# [Prompt]
How many lines in the data below contain the word "draw"? Reply with the number alone.

# [Records]
◇ ◇ ◇ ◇
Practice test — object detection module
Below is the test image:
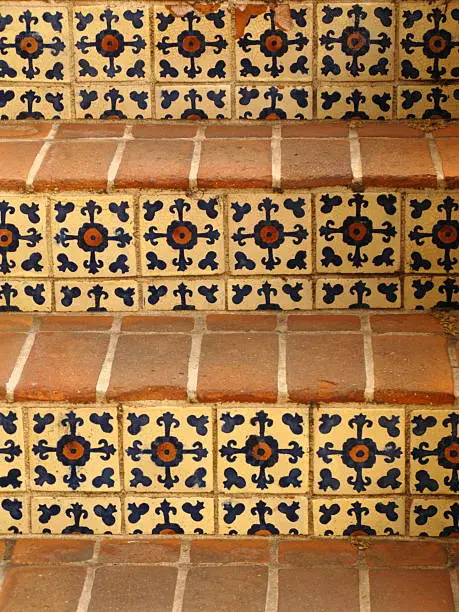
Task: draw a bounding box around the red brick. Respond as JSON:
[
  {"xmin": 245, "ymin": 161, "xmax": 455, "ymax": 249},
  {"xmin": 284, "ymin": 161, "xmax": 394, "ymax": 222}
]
[
  {"xmin": 198, "ymin": 139, "xmax": 272, "ymax": 189},
  {"xmin": 107, "ymin": 334, "xmax": 191, "ymax": 401},
  {"xmin": 287, "ymin": 334, "xmax": 365, "ymax": 403},
  {"xmin": 14, "ymin": 332, "xmax": 109, "ymax": 402},
  {"xmin": 115, "ymin": 139, "xmax": 194, "ymax": 189},
  {"xmin": 281, "ymin": 138, "xmax": 352, "ymax": 189},
  {"xmin": 373, "ymin": 334, "xmax": 454, "ymax": 404},
  {"xmin": 197, "ymin": 333, "xmax": 278, "ymax": 402}
]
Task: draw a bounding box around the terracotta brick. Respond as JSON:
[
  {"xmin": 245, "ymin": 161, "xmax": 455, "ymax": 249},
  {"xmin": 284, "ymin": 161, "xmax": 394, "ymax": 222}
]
[
  {"xmin": 197, "ymin": 333, "xmax": 278, "ymax": 402},
  {"xmin": 198, "ymin": 139, "xmax": 272, "ymax": 189},
  {"xmin": 34, "ymin": 141, "xmax": 117, "ymax": 191},
  {"xmin": 370, "ymin": 568, "xmax": 454, "ymax": 612},
  {"xmin": 107, "ymin": 334, "xmax": 191, "ymax": 401},
  {"xmin": 15, "ymin": 332, "xmax": 109, "ymax": 402},
  {"xmin": 281, "ymin": 138, "xmax": 352, "ymax": 189},
  {"xmin": 115, "ymin": 139, "xmax": 194, "ymax": 189},
  {"xmin": 287, "ymin": 334, "xmax": 365, "ymax": 403},
  {"xmin": 360, "ymin": 138, "xmax": 437, "ymax": 188},
  {"xmin": 373, "ymin": 334, "xmax": 454, "ymax": 404}
]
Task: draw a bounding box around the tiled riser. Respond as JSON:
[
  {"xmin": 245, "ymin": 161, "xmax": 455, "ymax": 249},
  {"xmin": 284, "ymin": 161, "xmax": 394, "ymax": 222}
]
[
  {"xmin": 0, "ymin": 405, "xmax": 459, "ymax": 536},
  {"xmin": 0, "ymin": 1, "xmax": 459, "ymax": 120},
  {"xmin": 0, "ymin": 190, "xmax": 459, "ymax": 312}
]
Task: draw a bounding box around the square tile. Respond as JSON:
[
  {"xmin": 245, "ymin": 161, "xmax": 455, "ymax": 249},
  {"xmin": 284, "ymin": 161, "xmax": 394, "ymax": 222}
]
[
  {"xmin": 218, "ymin": 496, "xmax": 308, "ymax": 536},
  {"xmin": 0, "ymin": 3, "xmax": 70, "ymax": 82},
  {"xmin": 236, "ymin": 85, "xmax": 312, "ymax": 120},
  {"xmin": 31, "ymin": 496, "xmax": 121, "ymax": 535},
  {"xmin": 227, "ymin": 276, "xmax": 312, "ymax": 310},
  {"xmin": 228, "ymin": 192, "xmax": 311, "ymax": 274},
  {"xmin": 73, "ymin": 4, "xmax": 151, "ymax": 81},
  {"xmin": 51, "ymin": 194, "xmax": 137, "ymax": 277},
  {"xmin": 316, "ymin": 192, "xmax": 401, "ymax": 273},
  {"xmin": 235, "ymin": 4, "xmax": 313, "ymax": 81},
  {"xmin": 410, "ymin": 410, "xmax": 459, "ymax": 495},
  {"xmin": 405, "ymin": 192, "xmax": 459, "ymax": 274},
  {"xmin": 399, "ymin": 2, "xmax": 459, "ymax": 81},
  {"xmin": 0, "ymin": 195, "xmax": 49, "ymax": 278},
  {"xmin": 154, "ymin": 4, "xmax": 231, "ymax": 84},
  {"xmin": 217, "ymin": 408, "xmax": 309, "ymax": 494},
  {"xmin": 312, "ymin": 497, "xmax": 405, "ymax": 536},
  {"xmin": 125, "ymin": 496, "xmax": 215, "ymax": 535},
  {"xmin": 317, "ymin": 2, "xmax": 395, "ymax": 81},
  {"xmin": 140, "ymin": 194, "xmax": 225, "ymax": 276},
  {"xmin": 314, "ymin": 406, "xmax": 405, "ymax": 495},
  {"xmin": 29, "ymin": 408, "xmax": 120, "ymax": 492}
]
◇ ◇ ◇ ◇
# [Final result]
4